- [TAREFAS]:
1. Resuma em duas frases o texto sobre a viagem de jornalistas mineiros à Finlândia.
2. Dê sequência ao texto sobre a viagem dos jornalistas mineiros à Finlândia a partir do ponto em que ele para.

- [TEXTO BASE]:
***

27 janeiro 2014

O mau humor do riso

Cyro Siqueira

Naqueles tempos, mais ou menos 40 anos atrás, também mais ou menos heróicos, meus contatos com Celius Aulicus – Gomes Jardim – eram muito rápidos e superficiais, mas sempre cordiais. Fui conhecê-lo melhor durante uma dessas viagens doidas que, na época, jornalistas faziam. Estimulado pelos ventos amáveis da Época JK, um grupo de jornalistas mineiros arranjou recursos para participar de um encontro da classe, que seria realizado na Finlândia, especificamente em Helsinque, capital daquele país, mais especificamente em Otaniemi, um balneário à margem do Mar Báltico. Corria o ano de 1956, éramos cinco ou seis jornalistas mineiros. Geraldo Ribas, Juraceí de Barros Gomes, Wander Moreira, Celius Aulicus, Délcio Monteiro de Lima – e o degas aqui.

O dinheiro de cada um de nós era pouco. O dinheiro do Celius era pouquíssimo. O avião da travessia atlântica, naturalmente Panair, naturalmente de hélice, barulhento. Na travessia atlântica, Celius, que já era meio surdo, ficou mais surdo. Sua situação se complicou porque o avião da Panair iria nos deixar, como nos deixou, em Roma, onde passamos todo um dia à espera da conexão, avião escandinavo, para Helsinque. Em Roma, Celius teve, no que eu percebi das coisas, duas decepções. A primeira, de natureza pragmática, monetária. Uma de suas irmãs estava morando temporariamente em Roma, casada com um político brasileiro em missão comercial. Celius achou que ela iria melhorar seu caixa, quer dizer, suas parcas reservas de dinheiro. De fato ela ajudou, mas, mineiramente, com muito pouco.

***

- [DADOS FORNECIDOS]:

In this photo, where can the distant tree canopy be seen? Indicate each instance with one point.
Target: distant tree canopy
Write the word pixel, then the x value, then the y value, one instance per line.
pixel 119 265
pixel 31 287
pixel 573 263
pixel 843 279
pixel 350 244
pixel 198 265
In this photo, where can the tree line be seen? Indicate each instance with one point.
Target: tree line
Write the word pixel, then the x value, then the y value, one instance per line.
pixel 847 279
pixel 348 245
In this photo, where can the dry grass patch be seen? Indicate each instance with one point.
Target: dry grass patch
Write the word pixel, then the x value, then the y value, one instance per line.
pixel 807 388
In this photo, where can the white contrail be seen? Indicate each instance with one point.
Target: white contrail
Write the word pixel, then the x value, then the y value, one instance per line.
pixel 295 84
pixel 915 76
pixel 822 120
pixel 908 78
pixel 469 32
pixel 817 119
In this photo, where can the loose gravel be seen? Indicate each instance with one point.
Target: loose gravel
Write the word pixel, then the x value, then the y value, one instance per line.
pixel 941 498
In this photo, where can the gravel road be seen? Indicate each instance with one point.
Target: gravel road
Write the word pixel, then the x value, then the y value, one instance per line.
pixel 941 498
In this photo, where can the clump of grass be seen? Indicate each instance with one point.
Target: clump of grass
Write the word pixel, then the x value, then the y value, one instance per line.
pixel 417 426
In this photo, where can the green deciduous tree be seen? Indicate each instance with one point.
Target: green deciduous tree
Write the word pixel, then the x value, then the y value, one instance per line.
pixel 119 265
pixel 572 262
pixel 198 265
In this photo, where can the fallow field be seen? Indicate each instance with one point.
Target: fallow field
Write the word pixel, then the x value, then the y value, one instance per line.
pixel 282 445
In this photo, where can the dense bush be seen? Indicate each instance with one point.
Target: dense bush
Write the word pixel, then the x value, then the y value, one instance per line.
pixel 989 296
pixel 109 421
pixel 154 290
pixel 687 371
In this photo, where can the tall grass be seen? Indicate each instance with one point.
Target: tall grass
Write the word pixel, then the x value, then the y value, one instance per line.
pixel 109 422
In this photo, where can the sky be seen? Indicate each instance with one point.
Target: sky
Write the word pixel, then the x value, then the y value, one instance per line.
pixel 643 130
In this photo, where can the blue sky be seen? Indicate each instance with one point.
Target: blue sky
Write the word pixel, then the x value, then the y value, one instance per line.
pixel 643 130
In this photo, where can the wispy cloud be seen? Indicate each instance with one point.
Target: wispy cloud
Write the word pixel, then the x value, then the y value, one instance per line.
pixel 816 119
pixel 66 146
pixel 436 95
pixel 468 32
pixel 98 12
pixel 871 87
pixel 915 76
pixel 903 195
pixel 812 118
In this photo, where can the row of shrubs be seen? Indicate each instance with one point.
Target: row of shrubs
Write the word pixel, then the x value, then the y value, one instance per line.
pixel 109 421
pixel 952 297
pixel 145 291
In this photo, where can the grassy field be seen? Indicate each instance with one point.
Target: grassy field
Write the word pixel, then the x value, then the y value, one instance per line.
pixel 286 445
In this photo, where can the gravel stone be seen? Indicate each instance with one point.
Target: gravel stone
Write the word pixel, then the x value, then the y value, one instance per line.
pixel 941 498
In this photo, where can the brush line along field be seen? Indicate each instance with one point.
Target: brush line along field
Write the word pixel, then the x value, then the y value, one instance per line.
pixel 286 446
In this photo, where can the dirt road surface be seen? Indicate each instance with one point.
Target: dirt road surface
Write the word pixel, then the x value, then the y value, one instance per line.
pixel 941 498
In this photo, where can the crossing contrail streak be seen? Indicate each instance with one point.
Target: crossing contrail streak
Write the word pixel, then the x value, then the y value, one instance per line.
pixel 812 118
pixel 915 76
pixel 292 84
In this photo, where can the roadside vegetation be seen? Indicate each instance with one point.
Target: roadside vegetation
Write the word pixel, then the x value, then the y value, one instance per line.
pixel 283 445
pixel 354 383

***

- [RESPOSTAS]:
1. Em 1956, cinco ou seis jornalistas mineiros, entre eles Celius Aulicus, conseguiram recursos para ir a um encontro da classe em Otaniemi, balneário de Helsinque às margens do Mar Báltico. Com pouquíssimo dinheiro e ainda mais surdo depois do voo barulhento da Panair, Celius passou um dia em Roma à espera da conexão e recebeu da irmã, que morava lá, uma ajuda bem pequena.

2.
A segunda decepção de Celius foi de ordem ideológica. Ao sairmos do Brasil, o Diário de Notícias havia publicado o hoje famoso Relatório Kruchov sobre os crimes de Stalin, o famoso relatório do 20º Congresso do Partido Comunista. Aqui na pátria, o relatório foi logo impugnado pelo Partido Comunista Brasileiro – ao qual Celius era afiliado – e por sua ‘linha auxiliar’, como embuste montado pelo imperialismo ianque.

Em Roma, até as livrarias mais radicalmente socialistas vendiam avulsos do referido relatório.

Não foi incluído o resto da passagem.